▸ **ABOUT THIS TASK**
Print the stretch of the OCD awareness week post from "#OCDweek is coming" through "those with OCD.", word for word.

▸ **SELECTED PASSAGE**
*** Block opens ***
#OCDweek is coming up and I’m super excited. I love what the week stands for. Although I haven’t gotten to watch any of the video’s in the current challenge I can’t wait to see what has been created. I would really like to encourage anyone to take the time and enter the contest. Also to really look into all the OCD awareness week events and anything you can do to advocate for those with OCD.
I’m not just all talk and no action though either. Last year I actually participated in the video challenge. If you haven’t seen the video I made last year it this is the link https://www.youtube.com/watch?v=LzXER7IJ-4k. I must admit I didn’t do the best job on my video though. It being OCD awareness weak really make me reflect on what I’ve learned since then and how much has changed in my life.
*** Block closes ***
▸ **AVAILABLE DATA**
*** Block opens ***
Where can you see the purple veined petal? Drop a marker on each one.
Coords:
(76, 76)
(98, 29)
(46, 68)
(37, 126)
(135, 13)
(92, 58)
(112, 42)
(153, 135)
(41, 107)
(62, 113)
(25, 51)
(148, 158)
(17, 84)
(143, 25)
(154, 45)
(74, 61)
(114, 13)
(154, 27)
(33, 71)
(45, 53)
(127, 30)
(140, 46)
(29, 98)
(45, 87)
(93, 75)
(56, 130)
*** Block closes ***
*** Block opens ***
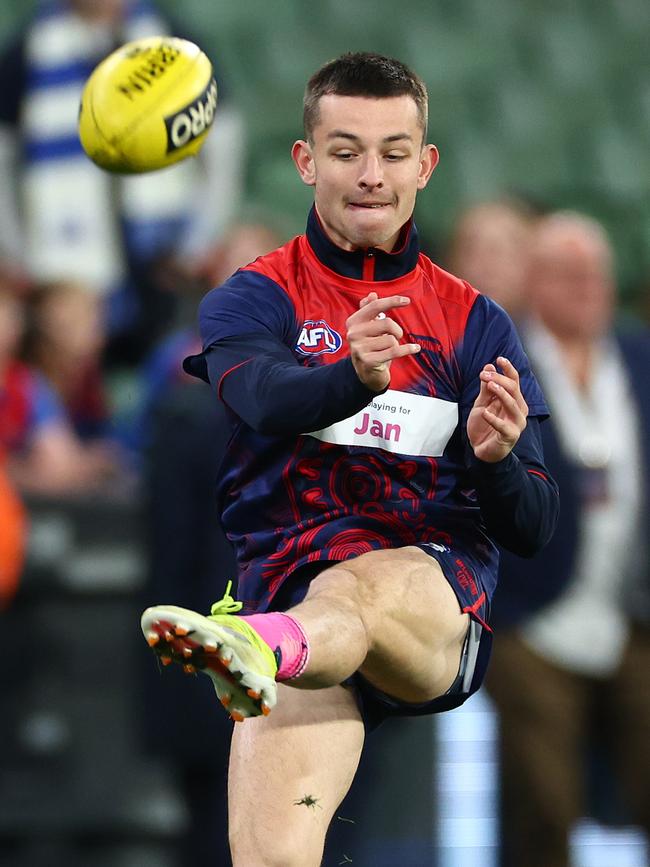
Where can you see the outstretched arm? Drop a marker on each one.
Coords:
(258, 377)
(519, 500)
*** Block closes ***
*** Block opens ***
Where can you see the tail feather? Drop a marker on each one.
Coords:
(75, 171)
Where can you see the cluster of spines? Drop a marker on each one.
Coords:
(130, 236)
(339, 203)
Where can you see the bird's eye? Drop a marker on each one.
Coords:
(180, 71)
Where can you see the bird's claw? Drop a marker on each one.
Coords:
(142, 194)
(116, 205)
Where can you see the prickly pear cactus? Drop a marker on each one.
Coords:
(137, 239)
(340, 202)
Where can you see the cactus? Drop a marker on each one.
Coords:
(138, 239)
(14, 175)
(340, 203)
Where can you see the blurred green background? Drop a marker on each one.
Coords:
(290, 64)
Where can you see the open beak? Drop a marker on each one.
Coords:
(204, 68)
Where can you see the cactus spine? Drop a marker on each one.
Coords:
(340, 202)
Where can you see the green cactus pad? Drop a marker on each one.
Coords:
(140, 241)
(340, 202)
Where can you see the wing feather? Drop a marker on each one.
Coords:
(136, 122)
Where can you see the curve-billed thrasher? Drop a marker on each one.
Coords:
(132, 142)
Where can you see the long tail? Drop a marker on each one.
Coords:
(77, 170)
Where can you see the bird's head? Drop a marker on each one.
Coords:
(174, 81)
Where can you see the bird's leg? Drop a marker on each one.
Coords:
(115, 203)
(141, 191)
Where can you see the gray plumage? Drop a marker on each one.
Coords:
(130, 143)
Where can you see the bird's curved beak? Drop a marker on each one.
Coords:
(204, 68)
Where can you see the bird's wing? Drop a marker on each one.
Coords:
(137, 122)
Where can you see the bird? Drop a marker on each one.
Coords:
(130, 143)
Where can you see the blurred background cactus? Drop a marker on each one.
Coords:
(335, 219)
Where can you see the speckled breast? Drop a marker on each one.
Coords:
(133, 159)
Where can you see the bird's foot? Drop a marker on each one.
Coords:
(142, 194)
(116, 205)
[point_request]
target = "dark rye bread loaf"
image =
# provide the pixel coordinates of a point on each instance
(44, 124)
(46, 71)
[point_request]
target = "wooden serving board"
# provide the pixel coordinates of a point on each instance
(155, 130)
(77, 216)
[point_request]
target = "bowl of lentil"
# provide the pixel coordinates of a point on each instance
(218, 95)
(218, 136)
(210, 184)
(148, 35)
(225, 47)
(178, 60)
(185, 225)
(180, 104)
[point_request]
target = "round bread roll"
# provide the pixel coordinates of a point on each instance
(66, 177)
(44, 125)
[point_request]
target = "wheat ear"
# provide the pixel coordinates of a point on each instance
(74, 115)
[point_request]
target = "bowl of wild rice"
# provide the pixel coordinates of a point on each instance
*** Block closes ***
▸ **ANSWER AREA**
#OCDweek is coming up and I’m super excited. I love what the week stands for. Although I haven’t gotten to watch any of the video’s in the current challenge I can’t wait to see what has been created. I would really like to encourage anyone to take the time and enter the contest. Also to really look into all the OCD awareness week events and anything you can do to advocate for those with OCD.